◆ WORK REQUIRED
An exact, complete copy of the entries is what is needed.
╭─ INFORMATION
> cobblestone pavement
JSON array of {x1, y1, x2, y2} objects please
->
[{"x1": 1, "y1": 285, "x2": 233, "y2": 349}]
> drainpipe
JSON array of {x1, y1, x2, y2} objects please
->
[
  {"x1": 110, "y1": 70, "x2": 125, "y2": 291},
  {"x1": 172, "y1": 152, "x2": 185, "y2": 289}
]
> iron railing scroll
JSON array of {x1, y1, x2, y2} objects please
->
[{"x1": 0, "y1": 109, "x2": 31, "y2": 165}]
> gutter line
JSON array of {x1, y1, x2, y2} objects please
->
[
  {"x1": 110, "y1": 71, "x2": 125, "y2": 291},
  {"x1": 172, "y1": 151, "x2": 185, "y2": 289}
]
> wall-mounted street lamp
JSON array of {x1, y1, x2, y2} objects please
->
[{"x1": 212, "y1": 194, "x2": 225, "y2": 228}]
╰─
◆ ANSWER SECTION
> cobblestone pavement
JSON array of {x1, y1, x2, y2} objects please
->
[{"x1": 1, "y1": 285, "x2": 233, "y2": 349}]
> drainpipe
JSON array of {x1, y1, x2, y2} objects please
->
[
  {"x1": 110, "y1": 70, "x2": 125, "y2": 291},
  {"x1": 172, "y1": 152, "x2": 185, "y2": 289}
]
> iron railing scroll
JSON array of {x1, y1, x2, y2} objects please
->
[{"x1": 0, "y1": 109, "x2": 31, "y2": 165}]
> gutter line
JSON array of {x1, y1, x2, y2} objects please
->
[
  {"x1": 110, "y1": 71, "x2": 125, "y2": 291},
  {"x1": 172, "y1": 151, "x2": 185, "y2": 289}
]
> wall-mounted street lamp
JSON array of {x1, y1, x2, y2} objects please
->
[{"x1": 212, "y1": 194, "x2": 225, "y2": 228}]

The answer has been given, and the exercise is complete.